EXERCISE AIM → Type the listing below out again exactly. No images.
+===+
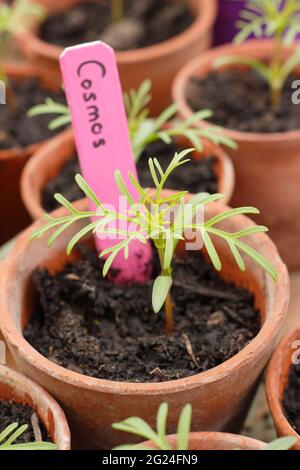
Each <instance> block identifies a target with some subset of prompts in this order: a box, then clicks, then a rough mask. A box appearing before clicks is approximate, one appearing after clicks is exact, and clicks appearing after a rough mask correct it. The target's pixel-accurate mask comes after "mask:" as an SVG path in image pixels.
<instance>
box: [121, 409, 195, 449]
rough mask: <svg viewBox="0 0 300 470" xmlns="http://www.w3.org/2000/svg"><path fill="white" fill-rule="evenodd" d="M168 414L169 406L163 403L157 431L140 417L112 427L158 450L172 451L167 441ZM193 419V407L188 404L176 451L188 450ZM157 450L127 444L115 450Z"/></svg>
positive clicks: (186, 409) (182, 411) (139, 446)
mask: <svg viewBox="0 0 300 470" xmlns="http://www.w3.org/2000/svg"><path fill="white" fill-rule="evenodd" d="M168 413H169V406H168V404H167V403H162V404H161V405H160V407H159V409H158V412H157V418H156V423H157V429H156V431H154V430H153V429H152V428H151V426H150V425H149V424H148V423H147V422H146V421H144V420H143V419H141V418H138V417H132V418H128V419H126V420H125V421H123V422H121V423H115V424H113V425H112V427H113V429H115V430H117V431H123V432H127V433H129V434H134V435H135V436H139V437H141V438H143V439H144V440H147V441H151V442H152V443H153V445H154V446H155V448H156V449H159V450H172V447H171V446H170V444H169V442H168V439H167V419H168ZM191 418H192V406H191V405H190V404H188V405H185V407H184V408H183V409H182V411H181V414H180V417H179V420H178V427H177V439H176V441H177V442H176V450H188V445H189V433H190V428H191ZM155 448H151V447H146V446H142V445H141V444H133V445H130V444H127V445H123V446H118V447H116V448H115V449H114V450H155Z"/></svg>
+===+
ANSWER SPACE →
Each <instance> block identifies a target with some subset of prompts in this order: a box, then clicks, then a rough mask. A box appearing before clicks is approximate, one appearing after clicks is exact, and clicks appearing after a rough mask correct it. The target's pixel-accurate mask comes after "mask:" as an SVG path in image pixels.
<instance>
box: [121, 409, 195, 449]
rough mask: <svg viewBox="0 0 300 470" xmlns="http://www.w3.org/2000/svg"><path fill="white" fill-rule="evenodd" d="M168 414L169 406L163 403L157 431L140 417L112 427L158 450L172 451L167 441ZM193 419V407L188 404L176 451L188 450ZM157 450L127 444L115 450Z"/></svg>
positive clicks: (186, 409) (182, 411) (139, 446)
mask: <svg viewBox="0 0 300 470" xmlns="http://www.w3.org/2000/svg"><path fill="white" fill-rule="evenodd" d="M168 413H169V406H168V404H167V403H162V404H161V405H160V407H159V409H158V412H157V418H156V423H157V429H156V431H154V430H153V429H152V428H151V426H150V425H149V424H148V423H147V422H146V421H144V420H143V419H141V418H138V417H132V418H128V419H126V420H125V421H123V422H121V423H115V424H113V425H112V427H113V429H115V430H117V431H123V432H127V433H129V434H134V435H135V436H139V437H141V438H143V439H144V440H147V441H151V442H152V443H153V445H154V446H155V448H156V449H159V450H172V447H171V446H170V444H169V442H168V439H167V419H168ZM191 418H192V406H191V405H190V404H188V405H185V407H184V408H183V409H182V411H181V414H180V417H179V420H178V427H177V439H176V441H177V442H176V450H188V445H189V433H190V428H191ZM155 448H151V447H146V446H142V445H141V444H133V445H130V444H127V445H123V446H118V447H116V448H115V449H114V450H155Z"/></svg>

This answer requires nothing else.